Source records:
== == ==
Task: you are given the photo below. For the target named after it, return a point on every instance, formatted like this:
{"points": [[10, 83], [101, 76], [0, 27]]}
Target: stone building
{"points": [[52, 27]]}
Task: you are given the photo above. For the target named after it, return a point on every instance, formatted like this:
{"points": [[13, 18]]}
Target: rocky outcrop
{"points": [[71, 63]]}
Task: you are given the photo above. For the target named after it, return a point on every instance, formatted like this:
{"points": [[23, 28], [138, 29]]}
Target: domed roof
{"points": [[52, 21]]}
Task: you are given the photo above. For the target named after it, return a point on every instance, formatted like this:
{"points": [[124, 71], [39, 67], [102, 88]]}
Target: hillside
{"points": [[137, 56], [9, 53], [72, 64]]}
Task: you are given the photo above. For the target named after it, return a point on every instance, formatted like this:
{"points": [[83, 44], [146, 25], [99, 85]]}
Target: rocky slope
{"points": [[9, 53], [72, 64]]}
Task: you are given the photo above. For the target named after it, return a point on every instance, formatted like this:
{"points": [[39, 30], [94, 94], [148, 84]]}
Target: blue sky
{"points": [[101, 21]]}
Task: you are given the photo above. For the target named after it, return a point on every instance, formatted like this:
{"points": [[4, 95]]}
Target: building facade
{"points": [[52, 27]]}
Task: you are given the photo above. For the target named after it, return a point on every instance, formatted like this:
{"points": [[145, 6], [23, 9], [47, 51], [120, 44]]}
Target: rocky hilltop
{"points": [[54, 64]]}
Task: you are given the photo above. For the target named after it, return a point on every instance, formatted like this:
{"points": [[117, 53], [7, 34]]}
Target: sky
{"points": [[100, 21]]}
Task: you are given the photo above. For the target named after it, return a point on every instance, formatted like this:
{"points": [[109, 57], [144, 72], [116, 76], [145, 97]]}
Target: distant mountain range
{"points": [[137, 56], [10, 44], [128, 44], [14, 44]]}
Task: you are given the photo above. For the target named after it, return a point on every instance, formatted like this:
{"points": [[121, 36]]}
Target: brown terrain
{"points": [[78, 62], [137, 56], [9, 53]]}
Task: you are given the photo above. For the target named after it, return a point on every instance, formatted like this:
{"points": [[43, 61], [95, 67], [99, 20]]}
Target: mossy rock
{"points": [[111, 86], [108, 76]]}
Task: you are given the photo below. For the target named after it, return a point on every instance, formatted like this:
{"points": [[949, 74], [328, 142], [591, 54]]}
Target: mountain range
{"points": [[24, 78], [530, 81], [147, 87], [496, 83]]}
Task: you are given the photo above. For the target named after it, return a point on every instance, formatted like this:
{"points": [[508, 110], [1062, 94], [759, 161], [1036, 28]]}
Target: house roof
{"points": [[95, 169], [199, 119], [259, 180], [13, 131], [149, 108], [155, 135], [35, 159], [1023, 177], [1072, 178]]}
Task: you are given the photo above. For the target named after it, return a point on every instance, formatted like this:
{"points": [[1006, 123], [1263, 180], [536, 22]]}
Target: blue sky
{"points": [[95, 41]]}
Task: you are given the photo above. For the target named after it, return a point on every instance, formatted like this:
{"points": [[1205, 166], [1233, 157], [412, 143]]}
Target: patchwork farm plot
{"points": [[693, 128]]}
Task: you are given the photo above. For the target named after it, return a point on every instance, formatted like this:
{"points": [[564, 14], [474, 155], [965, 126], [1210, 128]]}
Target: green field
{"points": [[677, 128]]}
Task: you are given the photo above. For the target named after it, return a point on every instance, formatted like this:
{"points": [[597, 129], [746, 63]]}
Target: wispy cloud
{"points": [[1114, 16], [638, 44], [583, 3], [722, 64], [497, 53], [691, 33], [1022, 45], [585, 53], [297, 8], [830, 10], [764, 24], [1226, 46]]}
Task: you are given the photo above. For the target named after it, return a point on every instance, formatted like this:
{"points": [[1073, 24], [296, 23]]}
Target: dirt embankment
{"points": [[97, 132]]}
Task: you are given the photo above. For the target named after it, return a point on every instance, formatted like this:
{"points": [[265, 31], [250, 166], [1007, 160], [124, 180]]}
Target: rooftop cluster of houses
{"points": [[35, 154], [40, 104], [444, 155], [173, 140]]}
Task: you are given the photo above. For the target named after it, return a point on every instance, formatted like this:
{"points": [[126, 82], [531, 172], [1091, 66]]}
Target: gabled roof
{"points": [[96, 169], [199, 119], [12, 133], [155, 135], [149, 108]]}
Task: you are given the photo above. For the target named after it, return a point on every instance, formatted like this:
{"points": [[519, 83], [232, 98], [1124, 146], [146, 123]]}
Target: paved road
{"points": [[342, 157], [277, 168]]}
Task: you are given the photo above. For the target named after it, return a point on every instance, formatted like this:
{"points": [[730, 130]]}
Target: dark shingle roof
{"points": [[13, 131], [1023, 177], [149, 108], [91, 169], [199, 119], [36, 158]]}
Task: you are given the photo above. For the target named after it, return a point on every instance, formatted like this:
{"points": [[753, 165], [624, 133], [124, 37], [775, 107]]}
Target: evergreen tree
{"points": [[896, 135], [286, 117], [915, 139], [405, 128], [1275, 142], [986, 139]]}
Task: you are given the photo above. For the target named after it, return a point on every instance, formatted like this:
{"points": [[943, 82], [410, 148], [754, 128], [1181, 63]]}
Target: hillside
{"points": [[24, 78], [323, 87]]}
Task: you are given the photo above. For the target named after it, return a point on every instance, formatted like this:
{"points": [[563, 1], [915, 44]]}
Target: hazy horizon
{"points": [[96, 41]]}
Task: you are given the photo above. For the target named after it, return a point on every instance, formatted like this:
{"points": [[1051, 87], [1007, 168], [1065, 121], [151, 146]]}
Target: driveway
== == ==
● PROMPT:
Write every entry out again exactly.

● THE OUTPUT:
Task: you are given the photo below. For the target named after it, return a point on every instance, formatted like this:
{"points": [[10, 83], [101, 76], [0, 27]]}
Target: stone building
{"points": [[52, 27]]}
Task: you are given the photo above. For the target named after it, return a point on every instance, formatted like this:
{"points": [[13, 18]]}
Target: rocky outcrop
{"points": [[71, 63]]}
Task: you are given the photo above. For the target named after it, return a point on every instance, formatted like this:
{"points": [[23, 28], [138, 29]]}
Target: domed roof
{"points": [[52, 21]]}
Task: you are given the photo above. For the target named after it, return a point on every instance, formatted like this:
{"points": [[124, 71], [39, 67], [102, 88]]}
Target: hillside
{"points": [[137, 56], [9, 53], [72, 64]]}
Task: you are given the photo above. For the target named after it, return a point on every instance, formatted like this:
{"points": [[83, 44], [146, 25], [99, 85]]}
Target: rocky slope
{"points": [[9, 53], [72, 64]]}
Task: you are given the photo above. For the target named after it, return a point on every instance, formatted like this:
{"points": [[39, 30], [94, 94], [148, 84]]}
Target: blue sky
{"points": [[101, 21]]}
Task: you are given the photo above. For the target named after it, return a point on every instance, formatted like this:
{"points": [[4, 95]]}
Target: building facade
{"points": [[52, 27]]}
Task: you are given the photo above. For the target named after it, return a point on every instance, formatted like this:
{"points": [[145, 6], [23, 9], [47, 51], [120, 44]]}
Target: rocky hilltop
{"points": [[54, 64]]}
Task: you are given the photo above. For the target named after it, return a point on every instance, formatted like this:
{"points": [[117, 53], [7, 34]]}
Target: sky
{"points": [[100, 21]]}
Task: you are given the photo above. For the target named after it, return a point on every instance, formatted like this:
{"points": [[109, 57], [144, 72], [116, 76], [145, 97]]}
Target: distant mountain range
{"points": [[137, 56], [10, 44], [128, 44], [14, 44]]}
Task: you are given the photo above. For the target named after it, return a point on every instance, formatted like this:
{"points": [[121, 36]]}
Target: brown terrain
{"points": [[78, 62], [137, 56], [9, 53]]}
Task: you are given the photo above. For the target named after it, return a point on every instance, formatted like this:
{"points": [[43, 61], [95, 67], [99, 20]]}
Target: mossy rock
{"points": [[111, 86], [108, 76]]}
Task: you are given the photo below. For the target named after it, return a point on every instance, formatted like this:
{"points": [[949, 74], [328, 142], [591, 54]]}
Target: mountain range
{"points": [[24, 78], [530, 81], [147, 87], [496, 83]]}
Task: you are given the photo above. For the target named after it, return a point on every instance, formatted like this:
{"points": [[508, 110], [1062, 94], [759, 161], [1036, 28]]}
Target: house roof
{"points": [[95, 169], [199, 119], [259, 180], [13, 131], [149, 108], [155, 135], [35, 159], [1023, 177], [1072, 178]]}
Task: you are given the photo above. For the target named after it, return a point on every instance, formatted like this:
{"points": [[1006, 123], [1263, 180], [536, 22]]}
Target: blue sky
{"points": [[95, 41]]}
Task: you are given the photo above. For the target named after it, return a point on every instance, formatted like this:
{"points": [[1205, 166], [1233, 157], [412, 143]]}
Target: patchwork farm plot
{"points": [[693, 128]]}
Task: you are given the photo above. For the target named after it, return a point on every instance, formatted like this:
{"points": [[564, 14], [474, 155], [965, 126], [1210, 128]]}
Target: green field
{"points": [[677, 128]]}
Task: you are given the photo above. For the target named after it, return a point on every instance, formatted like this:
{"points": [[597, 129], [746, 63]]}
Target: wispy cloud
{"points": [[1114, 16], [638, 44], [583, 3], [722, 64], [497, 53], [691, 33], [1022, 45], [585, 53], [297, 8], [830, 10], [764, 24], [1226, 46]]}
Task: you are given the photo above. For the target named after it, return a point on every instance, formatted like this:
{"points": [[1073, 24], [296, 23]]}
Target: dirt embankment
{"points": [[97, 132]]}
Task: you are given the photo above. For the target named after it, return a point on every instance, formatted like this:
{"points": [[265, 31], [250, 166], [1007, 160], [124, 180]]}
Target: rooftop cluster of houses
{"points": [[35, 154], [40, 104], [444, 155], [173, 140]]}
Task: you are given the photo above. For the target named after it, return a point on every instance, formatted like this:
{"points": [[126, 82], [531, 172], [1091, 66]]}
Target: gabled roof
{"points": [[96, 169], [199, 119], [12, 133], [155, 135], [149, 108]]}
Task: you are given the photo above. For the target named after it, return a point on every instance, formatted like this:
{"points": [[519, 83], [232, 98], [1124, 146], [146, 123]]}
Target: paved road
{"points": [[342, 157], [277, 168]]}
Task: you are given the photo above. For the target named after it, return a point on every instance, formatted like this:
{"points": [[730, 130]]}
Target: dark shingle roof
{"points": [[13, 131], [1023, 177], [149, 108], [91, 169], [199, 119], [36, 158]]}
Task: you are given the photo above. For the target named after it, return a point on every instance, formatted like this:
{"points": [[753, 165], [624, 133], [124, 37], [775, 107]]}
Target: evergreen tree
{"points": [[896, 135], [286, 117], [915, 139], [405, 128], [1275, 142], [986, 139]]}
Task: you are given the photo above. For the target named after it, return a point on every instance, formatted like this:
{"points": [[943, 82], [410, 148], [754, 128], [1181, 63]]}
Target: hillside
{"points": [[24, 78], [323, 87]]}
Task: you are given the photo above. For the target named after it, return a point on every instance, formatted like this:
{"points": [[563, 1], [915, 44]]}
Target: hazy horizon
{"points": [[96, 41]]}
Task: you are given the photo above. For the target named after it, return a point on every instance, formatted like this:
{"points": [[1051, 87], [1007, 168], [1065, 121], [151, 146]]}
Target: driveway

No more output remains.